** Textauszug **
IOTUNN – Pulver schon verschossen?

Der erste Vorbote „Mistland“ erschien bereits vor über einem Jahr und konnte ehrlicherweise noch nicht für den ganz großen Begeisterungssturm sorgen. Ein schlechter Vorbote für „Kinship“? Haben die Gräs-Brüder ihr Pulver bereits verschossen? Diese Gedanken spukten definitiv vor dem ersten Hördurchgang durch den Kopf des Rezensenten. Dann begannen die ersten Töne von „Kinship Elegiac“ und es wurde innerhalb der folgenden gut 13 Minuten klar, dass das Gegenteil der Fall ist und sich hier vielmehr großes ankündigt. Dabei ist es mindestens mutig, das überlange Herzstück einer Platte direkt an den Anfang zu stellen. Das Ergebnis spricht dennoch für sich, denn der extrem gut durchdachte Fluss der einzelnen Stücke ist nur eines der vielen Highlights auf „Kinship“.

Nachdem der Quasi-Titelsong den Hörer bereits in den Olymp des melodischen Metals befördert (diese Soli, dieser unfassbare Gesang), macht auch „Mistland“ plötzlich absolut Sinn, der für die notwendige Erdung sorgt, obwohl eigentlich kaum weniger episch als sein Vorgänger, aber mit seinem schnellen Mittelteil auch ordentlich auf die Zwölf abzielend. Direkt danach lässt „Twilight“ wieder sämtliche Kinnladen herunterklappen. Es ist einfach unverständlich, wie man solche Melodien praktisch aus dem Ärmel Schütteln kann. Wer am Ende nicht aus voller Kehle „Twilight – Hope Flies Free“ mit schmettert, hat definitiv die Kontrolle über sein Leben verloren.

Wie clean gespielte, atmosphärische Intros gehen, ohne dabei nach Post-Metal zu klingen, beweist „I Feel The Night“ gleich zu Beginn eindrucksvoll und sorgt dabei nicht nur sofort für die nächste Gänsehaut, sondern demonstriert auch die hervorragende Dynamik von „Kinship“. Denn, immer nur auf ganz große Melodiebögen und Heldentenor setzen würde sich viel zu schnell abnutzen, wenn nicht richtig dosiert. Entsprechend gekonnt sind Kontrapunkte, wie das fast komplett akustisch gehaltene „Iridescent Way“, gesetzt und sorgen dafür, dass die Euphorie innerhalb der fast 70 (!) Minuten Spielzeit einfach nicht abreißen will.

** Bereitgestellte Einträge **
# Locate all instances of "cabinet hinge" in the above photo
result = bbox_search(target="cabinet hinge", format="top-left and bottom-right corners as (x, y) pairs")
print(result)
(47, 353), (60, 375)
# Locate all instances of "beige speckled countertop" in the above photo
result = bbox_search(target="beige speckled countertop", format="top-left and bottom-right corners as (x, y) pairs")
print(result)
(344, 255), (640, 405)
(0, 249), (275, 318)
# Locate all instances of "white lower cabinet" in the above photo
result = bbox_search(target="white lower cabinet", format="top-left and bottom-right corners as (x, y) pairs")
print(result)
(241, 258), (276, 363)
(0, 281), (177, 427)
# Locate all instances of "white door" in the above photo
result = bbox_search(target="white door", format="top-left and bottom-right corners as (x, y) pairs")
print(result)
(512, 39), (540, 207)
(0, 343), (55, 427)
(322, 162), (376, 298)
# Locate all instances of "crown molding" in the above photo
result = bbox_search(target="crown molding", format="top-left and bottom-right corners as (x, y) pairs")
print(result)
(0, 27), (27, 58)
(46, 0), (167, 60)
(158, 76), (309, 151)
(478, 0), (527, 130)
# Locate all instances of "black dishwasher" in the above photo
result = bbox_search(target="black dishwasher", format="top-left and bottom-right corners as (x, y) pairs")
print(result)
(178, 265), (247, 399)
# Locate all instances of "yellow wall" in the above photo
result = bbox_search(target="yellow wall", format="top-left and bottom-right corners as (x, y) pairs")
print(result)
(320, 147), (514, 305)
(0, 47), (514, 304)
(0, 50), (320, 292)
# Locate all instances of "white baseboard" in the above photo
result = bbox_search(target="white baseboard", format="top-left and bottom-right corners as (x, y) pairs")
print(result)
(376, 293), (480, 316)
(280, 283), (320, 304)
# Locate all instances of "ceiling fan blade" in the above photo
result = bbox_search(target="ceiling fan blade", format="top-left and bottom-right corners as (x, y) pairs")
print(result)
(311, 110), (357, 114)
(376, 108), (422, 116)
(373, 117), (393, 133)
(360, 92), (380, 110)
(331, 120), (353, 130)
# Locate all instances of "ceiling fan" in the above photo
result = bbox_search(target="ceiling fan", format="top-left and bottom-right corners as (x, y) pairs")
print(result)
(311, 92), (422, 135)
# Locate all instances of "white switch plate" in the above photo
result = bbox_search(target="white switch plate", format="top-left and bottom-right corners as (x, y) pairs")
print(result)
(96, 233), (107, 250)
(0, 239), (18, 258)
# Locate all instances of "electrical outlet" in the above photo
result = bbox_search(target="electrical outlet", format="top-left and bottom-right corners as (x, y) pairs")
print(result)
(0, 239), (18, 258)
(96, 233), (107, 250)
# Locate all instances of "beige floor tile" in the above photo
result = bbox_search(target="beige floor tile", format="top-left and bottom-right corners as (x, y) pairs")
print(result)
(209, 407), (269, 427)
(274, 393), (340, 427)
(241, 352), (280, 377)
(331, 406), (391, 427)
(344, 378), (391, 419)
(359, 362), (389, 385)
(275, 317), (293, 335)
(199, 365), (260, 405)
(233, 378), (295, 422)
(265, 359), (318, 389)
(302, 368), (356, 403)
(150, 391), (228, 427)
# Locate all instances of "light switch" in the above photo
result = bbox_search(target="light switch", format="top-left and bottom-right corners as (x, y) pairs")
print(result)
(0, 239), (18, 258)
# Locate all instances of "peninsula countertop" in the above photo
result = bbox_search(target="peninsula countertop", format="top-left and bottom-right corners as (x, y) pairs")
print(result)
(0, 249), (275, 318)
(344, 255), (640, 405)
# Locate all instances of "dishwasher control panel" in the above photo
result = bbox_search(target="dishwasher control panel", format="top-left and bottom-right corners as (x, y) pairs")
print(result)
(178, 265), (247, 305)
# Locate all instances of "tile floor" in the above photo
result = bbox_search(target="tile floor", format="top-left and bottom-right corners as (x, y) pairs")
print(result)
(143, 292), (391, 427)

** Aufgabe **
Geben Sie den Abschnitt der Rezension zu „Kinship“ von „Wie clean gespielte, atmosphärische“ bis „nicht abreißen will.“ wortgetreu aus. Die Einträge spielen hierfür keine Rolle.

** Lösung **
Wie clean gespielte, atmosphärische Intros gehen, ohne dabei nach Post-Metal zu klingen, beweist „I Feel The Night“ gleich zu Beginn eindrucksvoll und sorgt dabei nicht nur sofort für die nächste Gänsehaut, sondern demonstriert auch die hervorragende Dynamik von „Kinship“. Denn, immer nur auf ganz große Melodiebögen und Heldentenor setzen würde sich viel zu schnell abnutzen, wenn nicht richtig dosiert. Entsprechend gekonnt sind Kontrapunkte, wie das fast komplett akustisch gehaltene „Iridescent Way“, gesetzt und sorgen dafür, dass die Euphorie innerhalb der fast 70 (!) Minuten Spielzeit einfach nicht abreißen will.